*** Opening of Exercise data ***

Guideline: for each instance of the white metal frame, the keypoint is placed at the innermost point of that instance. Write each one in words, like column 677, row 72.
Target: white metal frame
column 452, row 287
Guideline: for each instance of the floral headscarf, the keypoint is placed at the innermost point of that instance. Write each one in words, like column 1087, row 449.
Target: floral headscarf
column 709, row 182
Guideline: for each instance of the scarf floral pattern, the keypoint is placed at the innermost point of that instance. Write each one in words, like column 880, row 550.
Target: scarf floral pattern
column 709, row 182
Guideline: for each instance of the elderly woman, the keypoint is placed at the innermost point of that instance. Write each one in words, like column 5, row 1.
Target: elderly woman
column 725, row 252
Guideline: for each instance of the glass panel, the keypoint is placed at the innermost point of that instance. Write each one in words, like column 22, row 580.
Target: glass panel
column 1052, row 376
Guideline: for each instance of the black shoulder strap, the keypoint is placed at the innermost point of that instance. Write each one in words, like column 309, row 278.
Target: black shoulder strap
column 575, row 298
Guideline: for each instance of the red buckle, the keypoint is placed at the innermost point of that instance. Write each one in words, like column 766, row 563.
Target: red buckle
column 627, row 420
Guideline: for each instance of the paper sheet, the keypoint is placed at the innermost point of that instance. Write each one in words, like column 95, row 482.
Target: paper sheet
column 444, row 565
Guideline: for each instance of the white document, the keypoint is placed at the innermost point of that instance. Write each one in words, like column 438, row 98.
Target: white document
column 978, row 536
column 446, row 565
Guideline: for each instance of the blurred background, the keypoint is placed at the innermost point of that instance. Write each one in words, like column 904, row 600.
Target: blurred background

*** Close of Exercise data ***
*** Opening of Exercise data ***

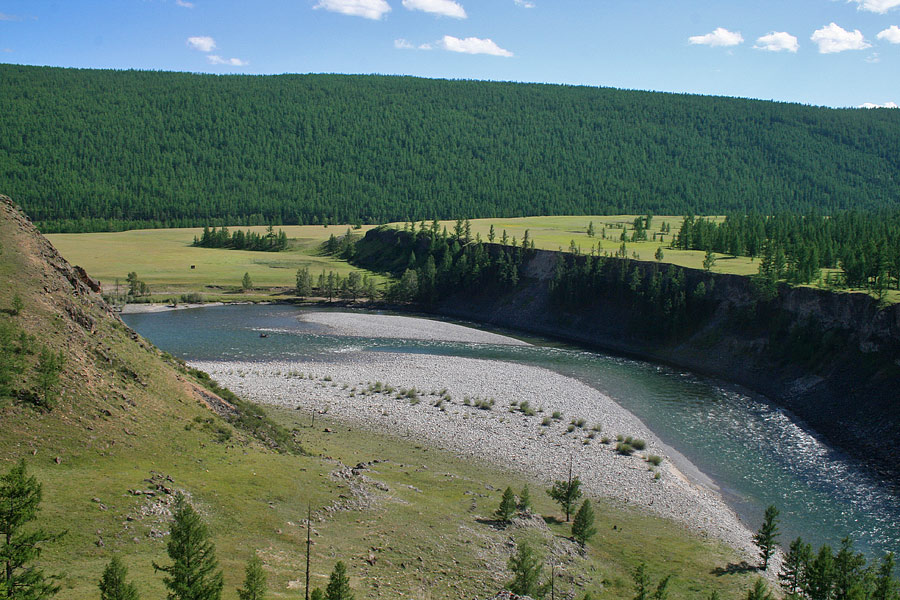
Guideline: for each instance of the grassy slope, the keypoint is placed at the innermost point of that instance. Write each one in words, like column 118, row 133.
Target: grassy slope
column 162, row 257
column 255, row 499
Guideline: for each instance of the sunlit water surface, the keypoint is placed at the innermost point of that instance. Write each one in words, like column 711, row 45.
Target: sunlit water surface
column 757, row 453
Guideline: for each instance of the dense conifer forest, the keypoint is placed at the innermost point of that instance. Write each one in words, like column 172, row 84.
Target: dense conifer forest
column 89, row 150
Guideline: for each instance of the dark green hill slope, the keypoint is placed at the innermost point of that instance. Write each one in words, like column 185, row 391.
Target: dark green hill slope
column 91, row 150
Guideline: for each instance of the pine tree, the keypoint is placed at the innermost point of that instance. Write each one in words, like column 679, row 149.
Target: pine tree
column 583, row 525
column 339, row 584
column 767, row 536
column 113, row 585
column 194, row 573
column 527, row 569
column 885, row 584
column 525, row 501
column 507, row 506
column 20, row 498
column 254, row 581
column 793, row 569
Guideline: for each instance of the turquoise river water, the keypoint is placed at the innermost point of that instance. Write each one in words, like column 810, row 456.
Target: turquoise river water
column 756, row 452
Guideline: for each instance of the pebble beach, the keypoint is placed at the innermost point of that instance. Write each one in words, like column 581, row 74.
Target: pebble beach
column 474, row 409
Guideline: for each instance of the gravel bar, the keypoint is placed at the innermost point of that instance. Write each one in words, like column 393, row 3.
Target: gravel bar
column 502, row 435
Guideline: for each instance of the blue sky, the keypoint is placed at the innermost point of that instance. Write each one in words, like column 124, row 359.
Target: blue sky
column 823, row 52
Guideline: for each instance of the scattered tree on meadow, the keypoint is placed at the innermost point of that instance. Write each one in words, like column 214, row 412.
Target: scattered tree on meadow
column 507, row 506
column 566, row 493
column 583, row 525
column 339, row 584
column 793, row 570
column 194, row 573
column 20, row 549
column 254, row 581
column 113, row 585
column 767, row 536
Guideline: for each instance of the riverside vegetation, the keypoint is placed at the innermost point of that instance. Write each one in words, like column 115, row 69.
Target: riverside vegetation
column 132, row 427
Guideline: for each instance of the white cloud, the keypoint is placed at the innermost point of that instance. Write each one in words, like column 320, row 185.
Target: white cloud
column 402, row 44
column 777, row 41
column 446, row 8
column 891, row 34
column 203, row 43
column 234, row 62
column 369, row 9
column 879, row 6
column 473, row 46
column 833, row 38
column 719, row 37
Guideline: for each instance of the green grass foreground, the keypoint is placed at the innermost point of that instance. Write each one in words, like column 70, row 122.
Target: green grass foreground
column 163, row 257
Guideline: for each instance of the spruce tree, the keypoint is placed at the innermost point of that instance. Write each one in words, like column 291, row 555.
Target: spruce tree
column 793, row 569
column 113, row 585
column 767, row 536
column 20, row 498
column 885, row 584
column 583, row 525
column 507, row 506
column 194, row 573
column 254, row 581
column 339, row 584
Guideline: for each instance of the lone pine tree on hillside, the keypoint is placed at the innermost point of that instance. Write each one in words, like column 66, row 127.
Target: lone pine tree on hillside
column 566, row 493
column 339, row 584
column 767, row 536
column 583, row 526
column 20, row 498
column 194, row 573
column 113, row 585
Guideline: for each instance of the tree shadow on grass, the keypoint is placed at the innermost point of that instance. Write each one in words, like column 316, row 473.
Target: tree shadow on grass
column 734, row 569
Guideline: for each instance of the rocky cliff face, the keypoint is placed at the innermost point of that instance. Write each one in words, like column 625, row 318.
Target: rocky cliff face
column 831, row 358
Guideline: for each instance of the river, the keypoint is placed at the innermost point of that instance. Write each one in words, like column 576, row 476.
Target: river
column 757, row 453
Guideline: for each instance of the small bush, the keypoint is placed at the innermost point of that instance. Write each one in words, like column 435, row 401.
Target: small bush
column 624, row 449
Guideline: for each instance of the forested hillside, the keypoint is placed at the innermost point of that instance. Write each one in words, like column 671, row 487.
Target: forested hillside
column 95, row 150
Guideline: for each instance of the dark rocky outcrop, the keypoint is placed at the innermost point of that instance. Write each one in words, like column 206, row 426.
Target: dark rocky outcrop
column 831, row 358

*** Close of Exercise data ***

Exercise> Among the entries above, find the line with "Target: blue sky" and the line with "Guideline: for each instance of the spruce"; give again exactly these two lines and all lines between them.

Exercise output>
Target: blue sky
column 823, row 52
Guideline: for each instance of the scattered tree on meadow, the keypoint is placed at the innermost point of that instance. Write each one in words, like column 214, row 412.
Target: scattered tree on meadow
column 507, row 506
column 566, row 493
column 583, row 525
column 339, row 584
column 793, row 570
column 194, row 573
column 20, row 549
column 254, row 581
column 113, row 585
column 767, row 536
Guideline: for each instance of the riverside vegetation, the keypoint is placed at the innermost point of that instance. Write each one in words, like column 115, row 69.
Target: riverside vegetation
column 132, row 427
Guideline: for each instance of the white cloud, the keypoint is placed at the innermost point of that instance. Write each one in words, like column 320, row 185.
Target: white cloud
column 402, row 44
column 777, row 41
column 446, row 8
column 891, row 34
column 203, row 43
column 234, row 62
column 369, row 9
column 879, row 6
column 473, row 46
column 833, row 38
column 719, row 37
Guideline: for each instance of the green grass foreground, the keypoint is placed at the innermost point of that instance. Write each one in words, like column 70, row 122.
Target: green grass foreground
column 163, row 257
Guideline: for each instance of the spruce tree, the keypoint is placed at the innermost point of that instance. Write each one in words, like column 291, row 555.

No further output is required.